Trump's Vince Foster attack backed by new evidence
How could a suicide victim be found with TWO bullet wounds?
Hillary Clinton and Vincent Foster were friends and business associates at the Rose Law Firm in Arkansas, and Foster followed the Clintons to the White House soon after Bill Clinton’s election as president.
NEW YORK – As Donald Trump revives the two-decade old Vince Foster case, the charge that the cause of death of the top aide and close friend of the Clintons may not have been suicide has once again been dismissed as the stuff of “right-wing conspiracy theory.”
But less than three months ago, WND reported a resignation letter surfaced from the lead investigator in independent counsel Robert Fiske’s investigation of the Foster case, Miguel Rodriguez, outlining evidence of his charge that the case was fixed.
Thirteen years ago, WND reported Rodriguez, an assistant U.S. attorney, made an audio recording in which he charged the suicide ruling was predetermined, the crime scene was altered and major newspaper editors killed stories by reporters pursuing the truth.
“This whole notion of [Fiske and Starr] doing an honest investigation is laughable,” Rodriguez says in the tape.

- TASK REQUIREMENTS -
1. Write out the passage of the Vince Foster article from "But less than" to "case was fixed.".
2. Please rewrite the records below, replacing "crystal chandelier" with "glass pendant lamp" and leaving everything else the same.

- DATA ROWS -

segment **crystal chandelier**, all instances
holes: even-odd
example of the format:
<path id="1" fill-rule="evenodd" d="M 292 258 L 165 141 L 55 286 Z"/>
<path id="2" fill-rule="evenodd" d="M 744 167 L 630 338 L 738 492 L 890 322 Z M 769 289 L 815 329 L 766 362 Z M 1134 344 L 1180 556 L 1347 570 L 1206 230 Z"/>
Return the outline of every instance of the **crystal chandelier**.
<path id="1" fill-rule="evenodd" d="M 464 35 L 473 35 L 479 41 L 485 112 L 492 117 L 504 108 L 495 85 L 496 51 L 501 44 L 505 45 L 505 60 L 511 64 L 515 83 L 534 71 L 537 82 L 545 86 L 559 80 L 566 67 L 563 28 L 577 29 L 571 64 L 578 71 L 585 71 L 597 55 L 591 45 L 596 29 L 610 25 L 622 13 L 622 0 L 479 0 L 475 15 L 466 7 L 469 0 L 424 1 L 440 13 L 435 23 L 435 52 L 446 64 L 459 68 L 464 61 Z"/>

- PROBLEM SOLUTIONS -
1.
But less than three months ago, WND reported a resignation letter surfaced from the lead investigator in independent counsel Robert Fiske’s investigation of the Foster case, Miguel Rodriguez, outlining evidence of his charge that the case was fixed.

2.
segment **glass pendant lamp**, all instances
holes: even-odd
example of the format:
<path id="1" fill-rule="evenodd" d="M 292 258 L 165 141 L 55 286 Z"/>
<path id="2" fill-rule="evenodd" d="M 744 167 L 630 338 L 738 492 L 890 322 Z M 769 289 L 815 329 L 766 362 Z M 1134 344 L 1180 556 L 1347 570 L 1206 230 Z"/>
Return the outline of every instance of the **glass pendant lamp**.
<path id="1" fill-rule="evenodd" d="M 464 35 L 473 35 L 479 41 L 485 112 L 492 117 L 504 108 L 495 85 L 496 51 L 501 44 L 505 45 L 505 60 L 511 64 L 515 83 L 534 71 L 537 82 L 545 86 L 559 80 L 566 67 L 563 28 L 577 29 L 571 64 L 578 71 L 585 71 L 597 55 L 591 45 L 596 29 L 610 25 L 622 13 L 622 0 L 479 0 L 475 15 L 466 7 L 469 0 L 424 1 L 440 13 L 435 23 L 435 52 L 446 64 L 459 68 L 464 61 Z"/>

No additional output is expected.